SHORT TASK
Convert the material below into a Markdown table with the columns Row and Line, giving each line its own numbered row and leaving out blank lines. Begin at the line that contains "Please examine the UI shown here and identify the green bicycle." and stop after the line that contains "xmin=266 ymin=3 xmax=286 ymax=29".

— begin —

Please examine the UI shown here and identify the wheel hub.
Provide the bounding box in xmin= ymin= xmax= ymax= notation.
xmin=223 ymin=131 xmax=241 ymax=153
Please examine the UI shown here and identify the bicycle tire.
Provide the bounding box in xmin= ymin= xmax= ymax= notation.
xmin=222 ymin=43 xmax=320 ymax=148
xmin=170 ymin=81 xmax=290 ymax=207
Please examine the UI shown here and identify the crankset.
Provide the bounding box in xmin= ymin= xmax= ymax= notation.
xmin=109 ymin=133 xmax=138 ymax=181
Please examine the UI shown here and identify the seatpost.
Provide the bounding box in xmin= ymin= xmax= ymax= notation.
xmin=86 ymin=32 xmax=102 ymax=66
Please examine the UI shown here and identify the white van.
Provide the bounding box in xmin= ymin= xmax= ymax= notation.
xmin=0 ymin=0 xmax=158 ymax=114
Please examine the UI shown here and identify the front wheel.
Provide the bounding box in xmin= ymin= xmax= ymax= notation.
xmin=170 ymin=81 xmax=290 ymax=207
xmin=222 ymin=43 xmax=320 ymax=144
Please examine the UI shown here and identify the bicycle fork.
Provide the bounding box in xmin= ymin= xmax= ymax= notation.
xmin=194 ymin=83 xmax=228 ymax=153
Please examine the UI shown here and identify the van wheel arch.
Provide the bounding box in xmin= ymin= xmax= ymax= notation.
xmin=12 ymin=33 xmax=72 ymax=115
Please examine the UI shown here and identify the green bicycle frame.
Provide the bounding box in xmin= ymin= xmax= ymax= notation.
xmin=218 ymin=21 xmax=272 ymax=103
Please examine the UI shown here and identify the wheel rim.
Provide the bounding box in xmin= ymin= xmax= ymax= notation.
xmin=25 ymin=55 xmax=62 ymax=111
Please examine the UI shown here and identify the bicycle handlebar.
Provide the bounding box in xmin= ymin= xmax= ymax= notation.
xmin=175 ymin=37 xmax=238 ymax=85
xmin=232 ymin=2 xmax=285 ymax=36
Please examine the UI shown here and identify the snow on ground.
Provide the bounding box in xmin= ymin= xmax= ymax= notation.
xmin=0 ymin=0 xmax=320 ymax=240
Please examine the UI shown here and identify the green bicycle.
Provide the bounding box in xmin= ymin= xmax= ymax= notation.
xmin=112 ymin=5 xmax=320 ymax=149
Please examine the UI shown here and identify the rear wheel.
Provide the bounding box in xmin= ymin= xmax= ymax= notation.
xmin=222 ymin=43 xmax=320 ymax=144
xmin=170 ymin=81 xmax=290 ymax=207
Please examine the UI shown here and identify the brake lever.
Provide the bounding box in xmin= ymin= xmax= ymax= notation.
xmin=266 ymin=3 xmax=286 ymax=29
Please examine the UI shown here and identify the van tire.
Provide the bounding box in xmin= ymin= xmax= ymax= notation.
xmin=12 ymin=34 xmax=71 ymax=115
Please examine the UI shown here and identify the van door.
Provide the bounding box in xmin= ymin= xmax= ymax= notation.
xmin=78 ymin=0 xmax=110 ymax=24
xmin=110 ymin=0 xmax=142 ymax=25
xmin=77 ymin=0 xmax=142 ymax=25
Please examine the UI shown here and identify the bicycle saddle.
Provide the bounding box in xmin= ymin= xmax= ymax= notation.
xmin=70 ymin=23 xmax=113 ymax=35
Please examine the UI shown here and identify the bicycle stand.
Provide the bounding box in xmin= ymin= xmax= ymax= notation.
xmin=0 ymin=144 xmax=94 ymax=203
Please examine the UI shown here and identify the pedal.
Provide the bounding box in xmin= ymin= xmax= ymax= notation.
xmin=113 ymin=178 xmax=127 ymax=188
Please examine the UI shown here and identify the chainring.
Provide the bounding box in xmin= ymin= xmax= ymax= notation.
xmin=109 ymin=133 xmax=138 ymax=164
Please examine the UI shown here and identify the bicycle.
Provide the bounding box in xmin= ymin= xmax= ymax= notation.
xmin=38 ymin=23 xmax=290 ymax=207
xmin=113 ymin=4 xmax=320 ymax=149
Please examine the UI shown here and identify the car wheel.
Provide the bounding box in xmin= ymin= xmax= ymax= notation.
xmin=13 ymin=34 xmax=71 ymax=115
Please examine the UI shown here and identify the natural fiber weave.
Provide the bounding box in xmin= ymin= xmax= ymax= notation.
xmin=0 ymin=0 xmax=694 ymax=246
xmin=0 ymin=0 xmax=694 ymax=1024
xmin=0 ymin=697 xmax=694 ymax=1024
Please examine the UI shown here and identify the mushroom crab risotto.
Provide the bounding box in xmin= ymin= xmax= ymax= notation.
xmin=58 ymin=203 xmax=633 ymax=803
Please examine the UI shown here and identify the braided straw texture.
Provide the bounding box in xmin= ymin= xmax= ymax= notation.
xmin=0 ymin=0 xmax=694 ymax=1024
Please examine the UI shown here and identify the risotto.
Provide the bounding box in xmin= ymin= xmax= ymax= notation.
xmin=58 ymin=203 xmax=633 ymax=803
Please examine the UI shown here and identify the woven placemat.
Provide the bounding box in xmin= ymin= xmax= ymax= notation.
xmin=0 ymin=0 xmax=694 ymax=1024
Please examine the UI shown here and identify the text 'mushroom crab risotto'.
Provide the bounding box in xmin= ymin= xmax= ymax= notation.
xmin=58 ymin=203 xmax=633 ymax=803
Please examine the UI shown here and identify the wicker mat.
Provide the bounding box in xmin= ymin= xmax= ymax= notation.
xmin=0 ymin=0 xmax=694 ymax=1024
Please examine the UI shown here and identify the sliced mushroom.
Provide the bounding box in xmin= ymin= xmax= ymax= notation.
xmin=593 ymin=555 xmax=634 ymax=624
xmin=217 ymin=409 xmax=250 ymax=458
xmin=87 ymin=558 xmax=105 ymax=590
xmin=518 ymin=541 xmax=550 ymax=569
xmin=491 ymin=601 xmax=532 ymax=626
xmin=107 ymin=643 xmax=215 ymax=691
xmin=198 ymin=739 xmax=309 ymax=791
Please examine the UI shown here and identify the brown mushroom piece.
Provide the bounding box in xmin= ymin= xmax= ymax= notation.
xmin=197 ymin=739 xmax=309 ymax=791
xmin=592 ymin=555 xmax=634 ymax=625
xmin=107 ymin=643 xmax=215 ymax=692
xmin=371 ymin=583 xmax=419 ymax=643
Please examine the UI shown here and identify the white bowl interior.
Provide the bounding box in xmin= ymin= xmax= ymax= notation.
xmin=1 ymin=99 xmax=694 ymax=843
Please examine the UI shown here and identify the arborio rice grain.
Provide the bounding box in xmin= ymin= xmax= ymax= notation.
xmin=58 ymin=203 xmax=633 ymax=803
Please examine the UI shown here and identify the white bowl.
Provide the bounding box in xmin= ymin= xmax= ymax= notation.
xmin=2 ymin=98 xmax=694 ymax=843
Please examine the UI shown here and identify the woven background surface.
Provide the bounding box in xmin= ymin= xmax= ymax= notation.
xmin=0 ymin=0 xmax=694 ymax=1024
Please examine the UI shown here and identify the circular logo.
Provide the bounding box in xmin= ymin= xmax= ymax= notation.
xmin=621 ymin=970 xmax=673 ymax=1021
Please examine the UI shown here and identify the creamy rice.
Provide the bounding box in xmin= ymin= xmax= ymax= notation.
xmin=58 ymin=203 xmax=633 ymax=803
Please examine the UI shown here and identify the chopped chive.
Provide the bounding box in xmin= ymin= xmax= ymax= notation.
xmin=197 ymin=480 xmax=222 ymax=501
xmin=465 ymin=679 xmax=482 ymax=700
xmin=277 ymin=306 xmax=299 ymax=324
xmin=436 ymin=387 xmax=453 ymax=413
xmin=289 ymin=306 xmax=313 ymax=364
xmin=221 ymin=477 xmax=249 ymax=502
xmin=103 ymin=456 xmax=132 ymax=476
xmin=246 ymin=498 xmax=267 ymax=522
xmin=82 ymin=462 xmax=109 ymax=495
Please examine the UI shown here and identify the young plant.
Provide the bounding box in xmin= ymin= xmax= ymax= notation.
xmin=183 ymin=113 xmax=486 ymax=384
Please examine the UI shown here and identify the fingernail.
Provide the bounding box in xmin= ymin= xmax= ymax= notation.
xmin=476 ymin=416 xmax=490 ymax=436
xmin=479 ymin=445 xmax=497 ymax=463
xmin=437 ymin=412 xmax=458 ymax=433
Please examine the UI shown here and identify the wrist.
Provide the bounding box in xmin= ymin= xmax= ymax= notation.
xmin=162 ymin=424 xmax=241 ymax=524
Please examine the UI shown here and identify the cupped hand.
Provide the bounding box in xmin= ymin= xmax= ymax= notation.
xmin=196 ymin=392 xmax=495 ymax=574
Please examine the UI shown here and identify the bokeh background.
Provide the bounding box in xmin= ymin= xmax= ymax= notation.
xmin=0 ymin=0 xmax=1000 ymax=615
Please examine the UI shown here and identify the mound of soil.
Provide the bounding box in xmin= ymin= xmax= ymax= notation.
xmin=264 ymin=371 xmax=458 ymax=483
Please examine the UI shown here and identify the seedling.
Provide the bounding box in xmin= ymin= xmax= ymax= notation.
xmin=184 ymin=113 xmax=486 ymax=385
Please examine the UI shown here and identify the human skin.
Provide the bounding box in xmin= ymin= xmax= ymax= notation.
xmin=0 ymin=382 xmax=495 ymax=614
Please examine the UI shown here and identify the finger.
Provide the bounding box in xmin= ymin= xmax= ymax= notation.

— end —

ANSWER TO THE TASK
| Row | Line |
|---|---|
| 1 | Please examine the UI shown here and identify the green bicycle. |
| 2 | Provide the bounding box in xmin= ymin= xmax= ymax= notation. |
| 3 | xmin=112 ymin=5 xmax=320 ymax=149 |
| 4 | Please examine the UI shown here and identify the rear wheel. |
| 5 | Provide the bounding box in xmin= ymin= xmax= ymax= notation. |
| 6 | xmin=222 ymin=43 xmax=320 ymax=144 |
| 7 | xmin=170 ymin=81 xmax=290 ymax=207 |
| 8 | Please examine the UI shown here and identify the brake lever. |
| 9 | Provide the bounding box in xmin= ymin= xmax= ymax= notation. |
| 10 | xmin=266 ymin=3 xmax=286 ymax=29 |